_WRITTEN REQUEST:_ Output the passage of the women's basketball article starting at "Fennelly, the women's" and ending at "Twitter account (@ISUCoachFen).", copied word for word.

_PROVIDED TEXT:_
* * * * *

Bill Fennelly sat inside his empty arena for a few minutes Friday night and pondered the past.

He's got a lot to think about these days.

While half the country's sports media and a good chunk of its amateur bloggers expound on how conference realignment will change the college football landscape, there are 12 teams getting shafted by this whole mess and it's going severely underreported. Because while the Pac-10, SEC, Big Ten and even Mountain West offer excellent opportunities on the gridiron, the Big 12 has spent the last decade and a half building a reputation as the place to play women's basketball.

By the end of this week it could all be a memory.

Fennelly, the women's basketball coach at Iowa State, vented his frustration 140 characters at a time last week via his Twitter account (@ISUCoachFen).

"College is suppose 2 mean HIGHER education-so can someone explain how u break up the BEST college conference in the nationIF U are smart?" he posted on Thursday.

* * * * *

_DATA PROVIDED:_

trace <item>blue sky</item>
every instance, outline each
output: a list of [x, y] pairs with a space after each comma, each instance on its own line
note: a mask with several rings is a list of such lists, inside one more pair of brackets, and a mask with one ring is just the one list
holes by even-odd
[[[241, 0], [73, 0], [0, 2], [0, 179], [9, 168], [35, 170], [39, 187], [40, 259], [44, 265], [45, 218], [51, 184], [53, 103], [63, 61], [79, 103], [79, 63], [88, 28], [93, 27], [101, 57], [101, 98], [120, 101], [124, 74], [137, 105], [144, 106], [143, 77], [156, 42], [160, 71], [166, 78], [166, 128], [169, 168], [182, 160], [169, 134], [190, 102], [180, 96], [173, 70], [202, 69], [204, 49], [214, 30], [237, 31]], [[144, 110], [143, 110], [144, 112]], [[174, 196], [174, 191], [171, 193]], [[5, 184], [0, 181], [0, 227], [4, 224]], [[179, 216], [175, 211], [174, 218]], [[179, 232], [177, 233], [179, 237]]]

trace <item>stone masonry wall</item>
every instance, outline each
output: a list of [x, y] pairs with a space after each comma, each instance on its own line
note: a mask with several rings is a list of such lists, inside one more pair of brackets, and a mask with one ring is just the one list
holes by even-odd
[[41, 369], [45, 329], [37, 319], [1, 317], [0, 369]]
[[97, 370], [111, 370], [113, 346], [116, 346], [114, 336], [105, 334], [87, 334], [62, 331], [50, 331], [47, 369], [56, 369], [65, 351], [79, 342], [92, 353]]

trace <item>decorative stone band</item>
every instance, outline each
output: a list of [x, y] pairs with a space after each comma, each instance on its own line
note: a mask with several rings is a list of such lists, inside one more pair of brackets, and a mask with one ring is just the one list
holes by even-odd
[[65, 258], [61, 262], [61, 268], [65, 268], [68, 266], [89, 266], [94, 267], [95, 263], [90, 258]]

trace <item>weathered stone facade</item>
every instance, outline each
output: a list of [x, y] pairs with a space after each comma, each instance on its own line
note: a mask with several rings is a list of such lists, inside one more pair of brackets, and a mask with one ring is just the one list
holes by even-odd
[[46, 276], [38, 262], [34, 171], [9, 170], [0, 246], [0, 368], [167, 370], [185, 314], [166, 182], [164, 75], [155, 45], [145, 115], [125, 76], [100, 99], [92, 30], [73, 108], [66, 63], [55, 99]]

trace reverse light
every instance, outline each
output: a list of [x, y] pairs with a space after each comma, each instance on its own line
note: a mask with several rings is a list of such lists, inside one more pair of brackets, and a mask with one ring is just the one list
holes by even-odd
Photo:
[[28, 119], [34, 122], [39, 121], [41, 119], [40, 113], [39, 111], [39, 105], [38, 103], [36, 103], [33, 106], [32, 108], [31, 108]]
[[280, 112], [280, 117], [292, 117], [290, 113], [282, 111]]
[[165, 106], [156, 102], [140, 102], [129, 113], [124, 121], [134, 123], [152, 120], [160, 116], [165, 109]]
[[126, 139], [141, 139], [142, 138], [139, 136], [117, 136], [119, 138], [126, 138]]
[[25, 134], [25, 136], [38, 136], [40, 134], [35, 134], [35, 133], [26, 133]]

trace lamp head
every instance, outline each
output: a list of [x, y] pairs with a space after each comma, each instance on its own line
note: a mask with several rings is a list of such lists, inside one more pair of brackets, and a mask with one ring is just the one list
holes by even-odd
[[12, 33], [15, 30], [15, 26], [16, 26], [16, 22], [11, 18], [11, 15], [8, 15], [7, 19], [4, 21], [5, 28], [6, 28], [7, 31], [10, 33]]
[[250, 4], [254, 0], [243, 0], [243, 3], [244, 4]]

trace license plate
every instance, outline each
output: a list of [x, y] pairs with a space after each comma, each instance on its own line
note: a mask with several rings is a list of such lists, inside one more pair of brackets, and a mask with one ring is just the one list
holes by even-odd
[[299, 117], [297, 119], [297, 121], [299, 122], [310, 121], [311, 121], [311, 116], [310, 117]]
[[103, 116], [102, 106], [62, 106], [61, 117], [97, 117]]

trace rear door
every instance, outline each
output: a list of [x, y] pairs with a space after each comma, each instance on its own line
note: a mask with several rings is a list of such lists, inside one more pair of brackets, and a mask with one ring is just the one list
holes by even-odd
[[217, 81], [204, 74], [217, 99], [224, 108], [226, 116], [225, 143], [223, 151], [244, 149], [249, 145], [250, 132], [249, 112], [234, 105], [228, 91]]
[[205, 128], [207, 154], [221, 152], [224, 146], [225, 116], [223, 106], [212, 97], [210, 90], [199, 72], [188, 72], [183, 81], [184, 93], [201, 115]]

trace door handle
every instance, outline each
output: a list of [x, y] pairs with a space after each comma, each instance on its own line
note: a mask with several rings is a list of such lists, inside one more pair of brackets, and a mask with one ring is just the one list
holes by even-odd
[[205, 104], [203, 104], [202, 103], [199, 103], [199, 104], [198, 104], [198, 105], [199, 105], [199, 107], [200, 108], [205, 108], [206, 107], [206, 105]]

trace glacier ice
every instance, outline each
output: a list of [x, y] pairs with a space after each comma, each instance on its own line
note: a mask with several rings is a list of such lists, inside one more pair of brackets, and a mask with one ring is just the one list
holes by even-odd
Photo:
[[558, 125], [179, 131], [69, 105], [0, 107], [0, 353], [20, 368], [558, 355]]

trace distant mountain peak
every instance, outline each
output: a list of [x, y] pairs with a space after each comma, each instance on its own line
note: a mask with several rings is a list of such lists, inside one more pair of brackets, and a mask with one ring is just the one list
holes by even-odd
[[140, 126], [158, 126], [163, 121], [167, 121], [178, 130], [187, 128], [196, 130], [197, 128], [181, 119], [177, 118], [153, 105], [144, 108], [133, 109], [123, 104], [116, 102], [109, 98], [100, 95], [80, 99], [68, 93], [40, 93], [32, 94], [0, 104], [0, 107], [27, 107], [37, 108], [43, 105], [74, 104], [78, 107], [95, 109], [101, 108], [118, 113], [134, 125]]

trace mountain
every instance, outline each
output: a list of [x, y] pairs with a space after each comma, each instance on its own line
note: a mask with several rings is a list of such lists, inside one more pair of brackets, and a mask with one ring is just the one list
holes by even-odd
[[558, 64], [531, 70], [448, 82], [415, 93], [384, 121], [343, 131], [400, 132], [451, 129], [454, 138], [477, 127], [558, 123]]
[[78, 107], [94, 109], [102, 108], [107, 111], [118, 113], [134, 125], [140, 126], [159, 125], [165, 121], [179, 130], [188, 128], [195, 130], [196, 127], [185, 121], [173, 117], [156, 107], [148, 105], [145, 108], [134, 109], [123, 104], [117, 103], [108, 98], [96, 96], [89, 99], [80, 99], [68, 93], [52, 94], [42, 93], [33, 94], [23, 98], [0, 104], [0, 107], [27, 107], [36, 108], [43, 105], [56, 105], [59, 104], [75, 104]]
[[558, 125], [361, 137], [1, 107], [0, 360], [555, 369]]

* * * * *

_SOLUTION:_
Fennelly, the women's basketball coach at Iowa State, vented his frustration 140 characters at a time last week via his Twitter account (@ISUCoachFen).